--- begin Exercise inputs ---

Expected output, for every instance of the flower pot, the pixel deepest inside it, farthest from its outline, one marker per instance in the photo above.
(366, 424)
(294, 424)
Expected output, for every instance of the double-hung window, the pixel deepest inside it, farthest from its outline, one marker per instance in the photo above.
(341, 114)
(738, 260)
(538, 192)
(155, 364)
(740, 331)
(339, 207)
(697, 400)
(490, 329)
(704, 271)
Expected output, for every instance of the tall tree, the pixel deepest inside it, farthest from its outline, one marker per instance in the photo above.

--- end Exercise inputs ---
--- begin Exercise inputs ---

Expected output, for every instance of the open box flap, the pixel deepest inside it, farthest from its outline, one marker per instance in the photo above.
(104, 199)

--- end Exercise inputs ---
--- begin Exercise inputs ---

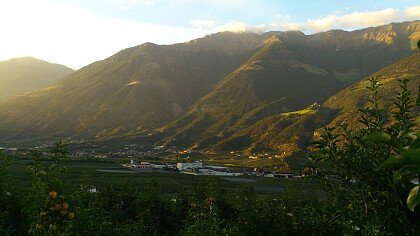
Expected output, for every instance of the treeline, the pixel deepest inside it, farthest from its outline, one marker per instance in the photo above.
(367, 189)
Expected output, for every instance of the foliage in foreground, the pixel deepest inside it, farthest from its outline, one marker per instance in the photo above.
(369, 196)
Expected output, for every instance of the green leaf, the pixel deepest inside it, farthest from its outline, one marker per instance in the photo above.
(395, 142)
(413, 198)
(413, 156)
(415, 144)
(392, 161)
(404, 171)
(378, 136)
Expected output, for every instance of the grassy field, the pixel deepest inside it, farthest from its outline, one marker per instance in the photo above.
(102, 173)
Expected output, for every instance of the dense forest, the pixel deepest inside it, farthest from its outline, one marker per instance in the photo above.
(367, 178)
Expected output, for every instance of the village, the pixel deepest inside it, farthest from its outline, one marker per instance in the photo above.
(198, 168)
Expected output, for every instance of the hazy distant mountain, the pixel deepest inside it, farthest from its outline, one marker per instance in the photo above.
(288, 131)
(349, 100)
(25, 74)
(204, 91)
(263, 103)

--- end Exercise inputs ---

Exercise task
Copy the items word for word, from the line containing "Expected output, for every instance of the double-hung" up to and including the line containing "Expected output, for every instance of the tall".

Answer to the problem
Expected output, for every instance of the double-hung window, the pixel deepest inside it, farthest from its outline, one marker per instance in the photo above.
(341, 114)
(738, 260)
(538, 192)
(155, 364)
(740, 331)
(339, 207)
(697, 400)
(490, 329)
(704, 271)
Expected output, for every instance of the tall tree, the pixel deepest inside it, farthest from its outline, one marker per instance in the photo above.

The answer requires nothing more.